ÉNONCÉ 1
Transcrivez à l'identique le passage de l'extrait fourni allant de « En effet, il » jusqu'à « dématérialisée. Quelle surprise ! ».

EXTRAIT FOURNI
════════

Selon la relation qui en est faite, c'est un véritable exploit qui a été rendu possible par la mise en œuvre de la technologie de la singapourienne dltledgers. Qu'on en juge : grâce à la blockchain, il n'aura fallu que 5 jours (contre près d'un mois habituellement) à deux géants de l'agro-alimentaire, Cargill et Agrocorp, et leurs différents intermédiaires (dont les transporteurs) pour conclure la vente et le transfert d'une cargaison de blé d'une valeur de 12 millions de dollars entre l'Amérique du Nord et l'Indonésie.

La blockchain serait donc à elle seule la baguette magique qui parvient subitement à mettre en relation les entreprises, à leur permettre d'échanger des documents en toute sécurité, à autoriser le suivi et le pilotage en quasi temps réel de leurs opérations, à éviter toute polémique sur la propriété des données, à réduire les coûts des transactions et à diviser par cinq les temps de traitement (administratifs et autres) ? L'initiative de Rabobank et ses compères révèle une nouvelle fois l'extraordinaire naïveté de ceux qui croient à ce fantasme tenace… et le cynisme des pourvoyeurs de chimères…

dltledgers

En effet, il suffit d'analyser en détail ce qui rend la solution, dans sa globalité, particulièrement efficace (ses bénéfices étant incontestables) pour comprendre que la blockchain, en tant qu'outil, n'y joue aucun rôle. En réalité, nous avons ici affaire à la simple démonstration de l'intérêt de rationaliser et numériser un processus complexe multi-participants : le principal facteur responsable de la performance est l'acceptation par tous les intervenants de recourir à une plate-forme commune afin d'orchestrer l'ensemble de leurs actions sous une forme entièrement dématérialisée. Quelle surprise !

════════

ENTRÉES FOURNIES
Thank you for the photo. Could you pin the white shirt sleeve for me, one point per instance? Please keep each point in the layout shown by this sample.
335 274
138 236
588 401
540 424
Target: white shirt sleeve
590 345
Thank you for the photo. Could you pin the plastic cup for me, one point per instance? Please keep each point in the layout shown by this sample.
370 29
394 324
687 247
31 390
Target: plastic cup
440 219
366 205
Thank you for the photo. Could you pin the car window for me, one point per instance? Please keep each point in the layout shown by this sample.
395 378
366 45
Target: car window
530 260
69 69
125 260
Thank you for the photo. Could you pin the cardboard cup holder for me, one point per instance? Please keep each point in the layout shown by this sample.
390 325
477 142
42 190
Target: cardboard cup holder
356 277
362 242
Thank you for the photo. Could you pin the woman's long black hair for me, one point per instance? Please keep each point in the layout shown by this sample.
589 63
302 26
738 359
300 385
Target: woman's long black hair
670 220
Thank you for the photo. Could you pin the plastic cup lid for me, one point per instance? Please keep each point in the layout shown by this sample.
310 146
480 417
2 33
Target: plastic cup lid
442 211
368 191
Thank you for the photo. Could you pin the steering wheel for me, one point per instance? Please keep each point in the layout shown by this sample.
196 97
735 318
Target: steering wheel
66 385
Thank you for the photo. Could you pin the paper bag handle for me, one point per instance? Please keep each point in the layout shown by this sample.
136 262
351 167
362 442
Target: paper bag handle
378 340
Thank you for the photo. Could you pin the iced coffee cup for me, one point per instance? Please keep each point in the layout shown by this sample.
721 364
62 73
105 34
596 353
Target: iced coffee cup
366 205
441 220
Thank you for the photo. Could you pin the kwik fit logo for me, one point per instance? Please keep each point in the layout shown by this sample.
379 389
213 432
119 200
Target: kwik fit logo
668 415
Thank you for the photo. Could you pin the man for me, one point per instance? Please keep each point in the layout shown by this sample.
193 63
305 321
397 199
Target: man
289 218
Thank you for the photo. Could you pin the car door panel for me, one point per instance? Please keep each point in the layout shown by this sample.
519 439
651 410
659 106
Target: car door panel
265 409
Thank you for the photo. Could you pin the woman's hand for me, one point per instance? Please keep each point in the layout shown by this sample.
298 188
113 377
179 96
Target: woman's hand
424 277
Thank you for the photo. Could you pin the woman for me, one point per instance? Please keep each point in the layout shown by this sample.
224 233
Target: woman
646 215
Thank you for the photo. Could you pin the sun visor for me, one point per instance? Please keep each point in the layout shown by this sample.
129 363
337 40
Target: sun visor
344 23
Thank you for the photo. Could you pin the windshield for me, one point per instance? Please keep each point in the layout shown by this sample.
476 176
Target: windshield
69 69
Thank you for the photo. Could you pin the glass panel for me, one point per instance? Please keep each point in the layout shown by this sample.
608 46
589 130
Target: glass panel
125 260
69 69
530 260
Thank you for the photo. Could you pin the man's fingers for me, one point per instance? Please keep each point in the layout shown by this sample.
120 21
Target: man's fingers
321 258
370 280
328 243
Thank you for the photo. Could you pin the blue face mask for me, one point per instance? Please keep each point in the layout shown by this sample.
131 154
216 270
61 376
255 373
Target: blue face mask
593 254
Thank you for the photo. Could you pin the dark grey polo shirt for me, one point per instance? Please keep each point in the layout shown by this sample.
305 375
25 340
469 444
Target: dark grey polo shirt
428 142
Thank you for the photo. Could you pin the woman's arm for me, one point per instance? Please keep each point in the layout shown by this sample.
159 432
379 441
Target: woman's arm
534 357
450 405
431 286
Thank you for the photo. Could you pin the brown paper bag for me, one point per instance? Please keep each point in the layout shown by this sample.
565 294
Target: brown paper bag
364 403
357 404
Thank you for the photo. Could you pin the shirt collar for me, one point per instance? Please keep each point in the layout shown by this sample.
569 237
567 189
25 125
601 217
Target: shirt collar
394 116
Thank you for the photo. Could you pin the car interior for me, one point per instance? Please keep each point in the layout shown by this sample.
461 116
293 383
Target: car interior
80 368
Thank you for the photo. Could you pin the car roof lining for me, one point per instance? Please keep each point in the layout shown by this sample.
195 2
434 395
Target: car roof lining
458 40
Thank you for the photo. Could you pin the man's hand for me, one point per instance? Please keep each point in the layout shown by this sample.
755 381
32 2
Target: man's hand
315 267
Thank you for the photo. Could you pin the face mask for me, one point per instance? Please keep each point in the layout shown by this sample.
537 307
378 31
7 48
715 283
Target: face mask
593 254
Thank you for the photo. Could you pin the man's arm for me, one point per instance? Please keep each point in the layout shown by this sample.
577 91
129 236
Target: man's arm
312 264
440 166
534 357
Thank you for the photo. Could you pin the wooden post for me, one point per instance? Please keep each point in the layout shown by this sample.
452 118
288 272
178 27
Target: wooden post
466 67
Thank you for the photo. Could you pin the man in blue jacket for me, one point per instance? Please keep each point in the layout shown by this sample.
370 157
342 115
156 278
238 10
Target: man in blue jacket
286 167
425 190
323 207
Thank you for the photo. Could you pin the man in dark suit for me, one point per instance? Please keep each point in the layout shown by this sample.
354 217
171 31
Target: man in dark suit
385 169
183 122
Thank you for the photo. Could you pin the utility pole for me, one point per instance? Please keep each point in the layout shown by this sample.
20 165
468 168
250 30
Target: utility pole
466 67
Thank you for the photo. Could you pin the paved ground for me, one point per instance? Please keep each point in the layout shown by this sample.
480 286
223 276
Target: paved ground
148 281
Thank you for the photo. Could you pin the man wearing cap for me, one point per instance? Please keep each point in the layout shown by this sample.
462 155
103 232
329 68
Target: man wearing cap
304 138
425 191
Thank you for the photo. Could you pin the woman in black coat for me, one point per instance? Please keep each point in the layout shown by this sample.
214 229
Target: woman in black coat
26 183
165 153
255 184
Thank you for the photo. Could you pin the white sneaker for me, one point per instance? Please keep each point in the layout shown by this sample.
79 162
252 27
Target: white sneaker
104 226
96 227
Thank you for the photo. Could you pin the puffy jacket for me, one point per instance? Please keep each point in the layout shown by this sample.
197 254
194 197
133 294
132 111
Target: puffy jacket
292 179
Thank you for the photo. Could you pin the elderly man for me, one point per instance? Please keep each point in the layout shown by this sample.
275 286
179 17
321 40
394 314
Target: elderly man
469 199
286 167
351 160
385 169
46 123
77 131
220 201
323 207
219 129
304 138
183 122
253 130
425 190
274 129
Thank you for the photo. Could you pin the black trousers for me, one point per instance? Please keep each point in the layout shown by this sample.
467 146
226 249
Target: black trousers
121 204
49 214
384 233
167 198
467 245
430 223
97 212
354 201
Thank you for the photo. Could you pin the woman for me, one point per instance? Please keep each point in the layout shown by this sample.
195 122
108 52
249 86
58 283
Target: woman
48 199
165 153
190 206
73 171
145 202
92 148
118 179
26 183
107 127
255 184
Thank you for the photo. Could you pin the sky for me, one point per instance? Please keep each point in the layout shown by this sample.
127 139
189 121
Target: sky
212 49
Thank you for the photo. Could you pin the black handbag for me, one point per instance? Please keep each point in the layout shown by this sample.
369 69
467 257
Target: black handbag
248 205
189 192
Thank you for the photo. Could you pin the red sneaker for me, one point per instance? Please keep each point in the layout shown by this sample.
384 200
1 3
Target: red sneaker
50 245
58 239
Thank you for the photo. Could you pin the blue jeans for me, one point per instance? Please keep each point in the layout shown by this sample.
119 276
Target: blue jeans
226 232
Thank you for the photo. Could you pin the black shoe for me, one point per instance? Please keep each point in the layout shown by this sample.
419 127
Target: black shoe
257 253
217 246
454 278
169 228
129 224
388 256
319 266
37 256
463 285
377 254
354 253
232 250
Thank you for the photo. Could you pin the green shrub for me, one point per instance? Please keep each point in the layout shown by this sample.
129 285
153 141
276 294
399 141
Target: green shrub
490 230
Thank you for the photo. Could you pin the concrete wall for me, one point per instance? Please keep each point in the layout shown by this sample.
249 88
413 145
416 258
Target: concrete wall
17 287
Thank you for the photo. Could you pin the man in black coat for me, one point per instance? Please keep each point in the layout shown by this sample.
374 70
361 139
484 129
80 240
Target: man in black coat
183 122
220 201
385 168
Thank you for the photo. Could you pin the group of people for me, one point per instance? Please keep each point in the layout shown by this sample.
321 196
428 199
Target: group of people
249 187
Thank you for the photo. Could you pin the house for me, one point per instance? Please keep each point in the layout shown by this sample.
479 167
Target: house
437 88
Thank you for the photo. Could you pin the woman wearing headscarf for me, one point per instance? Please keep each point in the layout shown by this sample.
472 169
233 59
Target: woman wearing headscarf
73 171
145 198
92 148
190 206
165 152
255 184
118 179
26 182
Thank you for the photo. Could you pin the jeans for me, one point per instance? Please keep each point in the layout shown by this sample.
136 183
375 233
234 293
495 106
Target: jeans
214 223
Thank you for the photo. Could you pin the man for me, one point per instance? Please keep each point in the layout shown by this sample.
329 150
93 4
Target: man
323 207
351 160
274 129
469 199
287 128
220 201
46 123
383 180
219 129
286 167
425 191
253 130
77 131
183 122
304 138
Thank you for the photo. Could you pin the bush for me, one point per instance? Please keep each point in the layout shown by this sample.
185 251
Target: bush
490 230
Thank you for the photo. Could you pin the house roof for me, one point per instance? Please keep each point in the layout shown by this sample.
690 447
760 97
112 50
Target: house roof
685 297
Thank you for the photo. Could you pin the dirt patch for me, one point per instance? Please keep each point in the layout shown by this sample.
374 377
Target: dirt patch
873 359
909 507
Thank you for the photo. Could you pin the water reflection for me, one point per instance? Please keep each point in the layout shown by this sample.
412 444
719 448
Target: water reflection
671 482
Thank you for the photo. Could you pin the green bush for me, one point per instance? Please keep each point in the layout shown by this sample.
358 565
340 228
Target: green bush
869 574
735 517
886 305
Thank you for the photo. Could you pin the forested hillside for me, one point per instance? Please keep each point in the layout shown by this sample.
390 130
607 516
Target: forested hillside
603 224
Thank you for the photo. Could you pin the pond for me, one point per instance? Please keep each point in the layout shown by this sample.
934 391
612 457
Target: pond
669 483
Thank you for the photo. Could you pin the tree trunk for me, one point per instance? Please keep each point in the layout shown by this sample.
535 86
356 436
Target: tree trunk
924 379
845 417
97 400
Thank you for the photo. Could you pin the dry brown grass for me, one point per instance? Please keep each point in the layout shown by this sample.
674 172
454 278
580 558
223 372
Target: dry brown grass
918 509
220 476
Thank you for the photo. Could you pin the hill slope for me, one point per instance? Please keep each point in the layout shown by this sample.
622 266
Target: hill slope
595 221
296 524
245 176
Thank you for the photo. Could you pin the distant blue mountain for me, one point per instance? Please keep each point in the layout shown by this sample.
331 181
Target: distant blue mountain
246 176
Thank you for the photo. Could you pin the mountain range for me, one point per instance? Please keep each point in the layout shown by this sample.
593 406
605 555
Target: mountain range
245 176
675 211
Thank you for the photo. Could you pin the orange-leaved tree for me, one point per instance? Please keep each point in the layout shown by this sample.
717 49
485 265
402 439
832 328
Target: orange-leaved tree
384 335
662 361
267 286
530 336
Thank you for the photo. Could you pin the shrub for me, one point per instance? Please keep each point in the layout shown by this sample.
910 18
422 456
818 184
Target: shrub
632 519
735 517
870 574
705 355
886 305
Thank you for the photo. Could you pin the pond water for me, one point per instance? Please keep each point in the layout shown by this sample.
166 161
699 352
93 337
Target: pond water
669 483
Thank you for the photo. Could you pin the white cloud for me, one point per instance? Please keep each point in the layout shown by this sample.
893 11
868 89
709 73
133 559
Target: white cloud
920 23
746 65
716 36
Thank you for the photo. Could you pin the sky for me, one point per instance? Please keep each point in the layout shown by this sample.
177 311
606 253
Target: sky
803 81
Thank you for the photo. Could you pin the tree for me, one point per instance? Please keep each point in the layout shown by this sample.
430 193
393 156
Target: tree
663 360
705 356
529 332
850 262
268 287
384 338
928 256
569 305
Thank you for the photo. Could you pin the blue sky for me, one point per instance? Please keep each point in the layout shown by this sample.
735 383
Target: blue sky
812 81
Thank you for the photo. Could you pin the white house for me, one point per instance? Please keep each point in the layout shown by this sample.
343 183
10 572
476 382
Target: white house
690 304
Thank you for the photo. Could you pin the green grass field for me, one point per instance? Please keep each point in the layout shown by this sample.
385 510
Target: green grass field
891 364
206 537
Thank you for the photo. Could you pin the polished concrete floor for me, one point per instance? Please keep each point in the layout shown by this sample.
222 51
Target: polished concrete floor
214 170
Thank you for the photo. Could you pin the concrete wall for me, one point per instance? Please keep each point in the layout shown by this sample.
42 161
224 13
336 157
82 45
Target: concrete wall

════════

ÉNONCÉ 2
Relevez et recopiez chaque ligne des entrées contenant la chaîne « hillside », en tenant compte de la casse.

CORRIGÉ 1
En effet, il suffit d'analyser en détail ce qui rend la solution, dans sa globalité, particulièrement efficace (ses bénéfices étant incontestables) pour comprendre que la blockchain, en tant qu'outil, n'y joue aucun rôle. En réalité, nous avons ici affaire à la simple démonstration de l'intérêt de rationaliser et numériser un processus complexe multi-participants : le principal facteur responsable de la performance est l'acceptation par tous les intervenants de recourir à une plate-forme commune afin d'orchestrer l'ensemble de leurs actions sous une forme entièrement dématérialisée. Quelle surprise !

CORRIGÉ 2
Thank you for the photo. Could you pin the forested hillside for me, one point per instance? Please keep each point in the layout shown by this sample.
Target: forested hillside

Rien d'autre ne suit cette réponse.